Recorded data

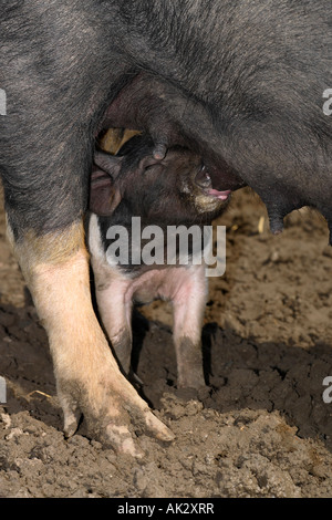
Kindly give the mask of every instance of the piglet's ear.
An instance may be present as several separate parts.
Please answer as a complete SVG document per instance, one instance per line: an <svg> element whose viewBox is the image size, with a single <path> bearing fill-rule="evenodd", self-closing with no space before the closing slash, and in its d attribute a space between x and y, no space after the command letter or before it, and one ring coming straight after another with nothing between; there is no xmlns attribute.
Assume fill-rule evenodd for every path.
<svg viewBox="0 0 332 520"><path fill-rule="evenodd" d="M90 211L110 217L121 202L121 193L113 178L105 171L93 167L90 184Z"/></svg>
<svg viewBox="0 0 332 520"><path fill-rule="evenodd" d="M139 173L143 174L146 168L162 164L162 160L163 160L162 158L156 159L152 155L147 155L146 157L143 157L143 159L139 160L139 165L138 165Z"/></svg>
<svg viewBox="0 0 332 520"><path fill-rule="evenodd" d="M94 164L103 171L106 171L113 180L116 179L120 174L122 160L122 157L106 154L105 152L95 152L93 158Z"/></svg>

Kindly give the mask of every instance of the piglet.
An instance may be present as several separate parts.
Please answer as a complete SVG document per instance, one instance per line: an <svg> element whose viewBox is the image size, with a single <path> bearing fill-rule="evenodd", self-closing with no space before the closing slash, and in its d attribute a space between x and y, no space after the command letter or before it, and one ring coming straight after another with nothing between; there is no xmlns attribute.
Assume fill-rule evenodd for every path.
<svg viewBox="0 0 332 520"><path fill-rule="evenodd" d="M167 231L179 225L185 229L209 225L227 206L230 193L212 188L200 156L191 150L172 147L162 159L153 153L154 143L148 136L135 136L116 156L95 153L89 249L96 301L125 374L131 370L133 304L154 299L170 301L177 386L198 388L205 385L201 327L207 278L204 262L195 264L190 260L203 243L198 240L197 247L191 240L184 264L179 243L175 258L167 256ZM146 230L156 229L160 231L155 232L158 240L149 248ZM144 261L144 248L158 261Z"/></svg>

* * *

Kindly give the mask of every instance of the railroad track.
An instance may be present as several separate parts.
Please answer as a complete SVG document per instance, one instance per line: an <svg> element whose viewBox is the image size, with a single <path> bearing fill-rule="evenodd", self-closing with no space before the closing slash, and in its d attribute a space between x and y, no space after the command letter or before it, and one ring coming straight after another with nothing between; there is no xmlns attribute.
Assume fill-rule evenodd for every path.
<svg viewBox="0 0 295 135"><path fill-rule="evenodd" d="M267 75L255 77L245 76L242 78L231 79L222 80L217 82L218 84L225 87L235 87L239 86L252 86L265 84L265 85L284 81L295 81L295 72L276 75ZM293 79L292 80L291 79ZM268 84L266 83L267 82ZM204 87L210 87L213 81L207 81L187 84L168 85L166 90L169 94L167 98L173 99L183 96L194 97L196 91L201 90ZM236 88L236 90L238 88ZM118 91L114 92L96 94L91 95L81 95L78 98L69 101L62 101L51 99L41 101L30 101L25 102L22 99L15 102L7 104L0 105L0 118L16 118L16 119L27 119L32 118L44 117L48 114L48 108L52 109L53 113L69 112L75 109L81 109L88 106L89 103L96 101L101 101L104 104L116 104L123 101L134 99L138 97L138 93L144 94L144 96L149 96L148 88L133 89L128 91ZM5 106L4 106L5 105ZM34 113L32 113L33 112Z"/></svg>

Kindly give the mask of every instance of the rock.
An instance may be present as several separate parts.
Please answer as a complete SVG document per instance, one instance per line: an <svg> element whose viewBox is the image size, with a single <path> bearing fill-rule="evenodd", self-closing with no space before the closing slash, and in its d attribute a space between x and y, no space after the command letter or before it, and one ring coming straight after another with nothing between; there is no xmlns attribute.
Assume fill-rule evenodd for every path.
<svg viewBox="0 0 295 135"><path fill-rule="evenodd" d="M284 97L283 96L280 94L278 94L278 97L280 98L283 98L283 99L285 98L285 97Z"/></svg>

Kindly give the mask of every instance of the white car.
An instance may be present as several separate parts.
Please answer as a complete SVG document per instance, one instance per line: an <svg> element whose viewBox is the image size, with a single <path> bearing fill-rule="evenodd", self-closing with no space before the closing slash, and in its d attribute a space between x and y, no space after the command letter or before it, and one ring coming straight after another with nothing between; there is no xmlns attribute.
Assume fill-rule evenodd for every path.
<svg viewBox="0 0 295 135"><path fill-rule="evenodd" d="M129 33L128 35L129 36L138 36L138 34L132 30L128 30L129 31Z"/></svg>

* **Set exercise**: Please identify each line in the material above that contains the string "Kindly", and copy those lines out in full. Matching is case-sensitive.

* **Problem solution**:
Kindly give the mask of every instance of the piglet's ear.
Kindly give the mask of every instance of the piglet.
Kindly give the mask of every instance of the railroad track.
Kindly give the mask of every instance of the rock.
Kindly give the mask of every instance of the white car.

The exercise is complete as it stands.